*** PASSAGE TO READ Section Begins ***

Commenting on provision of sanitizers and other safety materials to customers, First Bank’s Group Head, Marketing & Corporate Communications, Mrs Folake Ani-Mumuney, said it was not the responsibility of banks to provide sanitiser at their PoS terminals, but that of the merchants.
Her words: “POS are given to merchants, like Shoprite. And, as you know, Shoprite would provide them hand sanitisers. I think the customer is being mischievous.
“All you need doing is check all the PPE(Personal Protective Equipment), such as temperature gauge, sanitiser, face masks, face shields overalls and social distancing markers that we have in our locations, in our branches’ ATMs etc.
“If a petrol station is using our PoS, we wouldn’t be the one to give them sanitisers nor would we be the one to give agents who carry four or five bank PoS machines sanitiser or the tailor or chemist who has three POS of which one happens to be ours.”
But while commiserating with the banks that lost their staff to the pandemic, the president of Bank Customers Association of Nigeria (BCAN, Dr Uju Ogubunka, called for the total implementation of the cashless Policy with emphasis on online delivery of services:
“May the souls of the faithful who departed rest in peace, Amen. (There is need to intensify the cashless policy, online banking and faster delivery of services that involve peoples’ physical contacts, including reduction in face -to-face marketing, will minimise exposure risk of bankers and customers alike. These are in addition to complying with existing rules.”
Also speaking on the challenges posed to banking sector by COVID-19 pandemic, Mr Kurfi Garba, the Managing Director of APT Securities, said:
“The truth of the matter is that these banks are capitalists and when you are in a capitalist system, what matters is money. A closer look at these institutions will tell you that they have not been fully operational as some of their branches are shut down. Secondly, there is internet banking which some are embracing, while some are not and so the more internet banking services go on, the less these branches opening its halls to Nigerians. That is where the banks can tap into to minimise these deaths from happening.”

*** PASSAGE TO READ Section Ends ***

* **APPLY WHAT YOU READ**
(a) In the passage on banks and the pandemic, whose responsibility did Mrs Folake Ani-Mumuney say it was to provide sanitiser at PoS terminals?
(b) Decide whether each statement agrees with the passage on banks and the pandemic, and quote the words that settle it: (i) Dr Uju Ogubunka called for less face-to-face marketing. (ii) Mr Kurfi Garba is the Managing Director of First Bank. (iii) Mrs Ani-Mumuney said the bank would supply sanitisers to a petrol station that uses its PoS.
(c) Carry on with the passage on banks and the pandemic from the point where it ends.

*** EXTRACTED MATERIAL Section Begins ***

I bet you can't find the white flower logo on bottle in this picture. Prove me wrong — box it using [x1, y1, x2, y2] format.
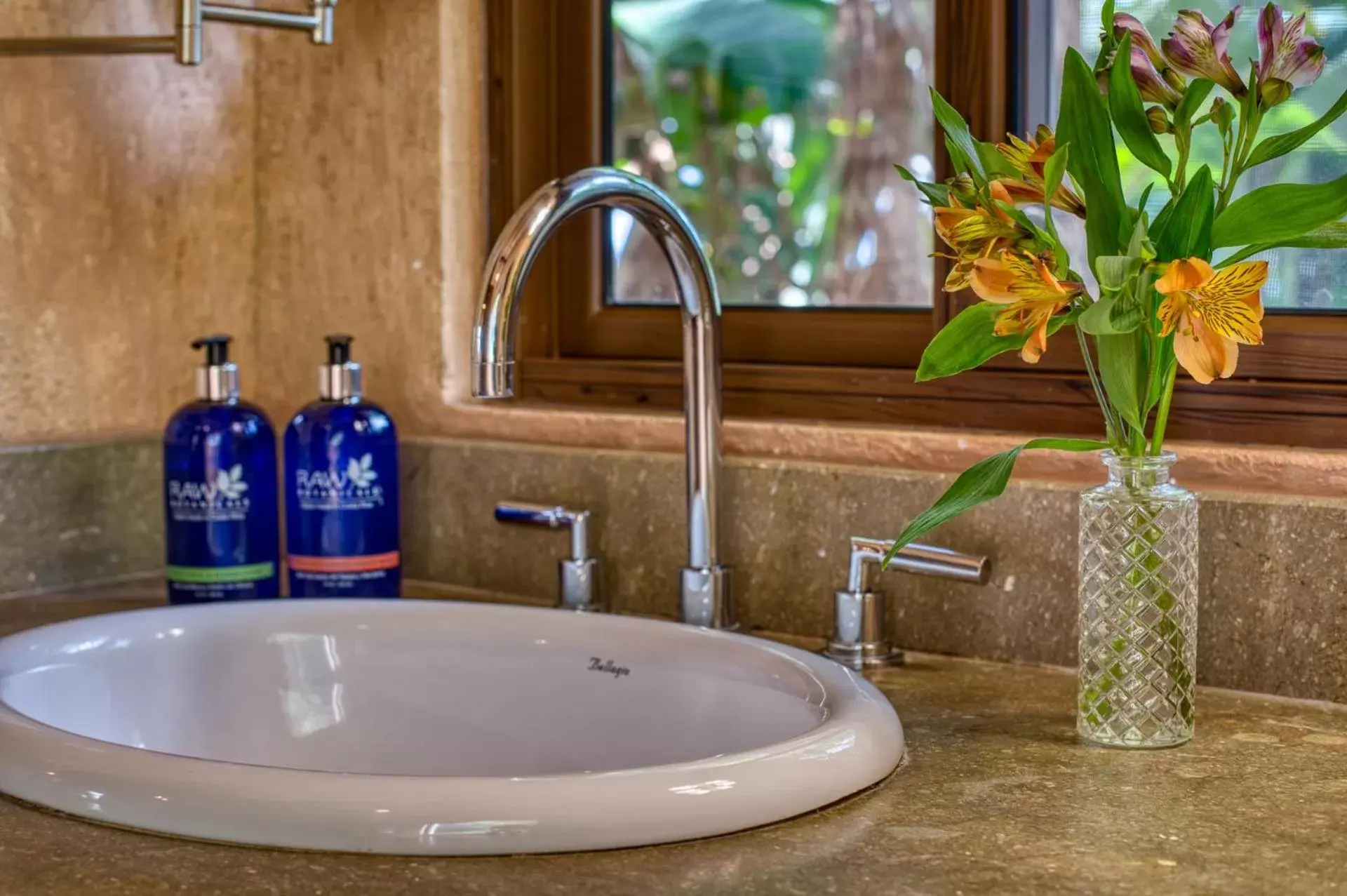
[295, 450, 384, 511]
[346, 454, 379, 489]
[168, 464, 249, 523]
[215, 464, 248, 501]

*** EXTRACTED MATERIAL Section Ends ***
*** EXTRACTED MATERIAL Section Begins ***

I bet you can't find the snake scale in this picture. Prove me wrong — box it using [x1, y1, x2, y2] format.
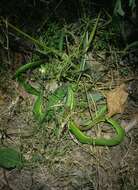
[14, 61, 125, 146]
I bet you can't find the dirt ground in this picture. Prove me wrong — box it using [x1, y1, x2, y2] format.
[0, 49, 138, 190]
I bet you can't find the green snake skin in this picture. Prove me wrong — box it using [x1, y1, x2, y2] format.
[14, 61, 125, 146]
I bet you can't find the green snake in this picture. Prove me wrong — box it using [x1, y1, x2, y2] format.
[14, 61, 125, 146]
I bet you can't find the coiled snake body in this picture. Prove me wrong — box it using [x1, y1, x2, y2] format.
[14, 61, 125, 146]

*** EXTRACTED MATERIAL Section Ends ***
*** EXTRACTED MATERIAL Section Begins ***

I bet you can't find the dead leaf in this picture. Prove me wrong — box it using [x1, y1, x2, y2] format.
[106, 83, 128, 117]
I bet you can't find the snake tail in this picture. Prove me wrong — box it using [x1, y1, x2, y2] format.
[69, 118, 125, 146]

*** EXTRACTED MATERIAL Section Ends ***

* **PER-TASK OUTPUTS**
(a) The merchants' responsibility, not the banks'.

(b)
(i) Yes: "including reduction in face -to-face marketing"
(ii) No: "Mr Kurfi Garba, the Managing Director of APT Securities"
(iii) No: "If a petrol station is using our PoS, we wouldn’t be the one to give them sanitisers"

(c)
However, Professor Segun Ajibola, also a former CIBN President , said banks are not to blame for the deaths of COVID-19 patients in their premises. According to him, “COVID-19 is no respecter of persons.”
He added: “It has been killing politicians and top persons in the country and the world. Banks can not be blamed for the deaths of COVID-19 patients in their premises because, just like other institutions, they can only take measures stipulated by the government.
“The war against COVID-19 is that of everybody just as the government and the NCDC have said. So when a customer of a bank dies of the disease in the bank premises, the bank’s management can only take measures recommended by the NCDC. Banks should continue to disinfect their branches, have temperature gauge, sanitisers, control the crowding in banking halls. The best practice banks can utilise to reduce the spread of the disese is to take proper care of the bank environment through these measures because people from various places come to the banks and you cannot tell what and who they have been exposed to before getting to the bank premises. If a customer who is asymptomatic enters a bank what can the management do? All the bank can do is to take remedial measures. When there is a positive case in a bank, the option is to close the bank, disinfect it, ask the staff to go into self isolation or testing till further notice.
“Banks cannot do more than take adequate precautions and remedial measures because it is an institution.”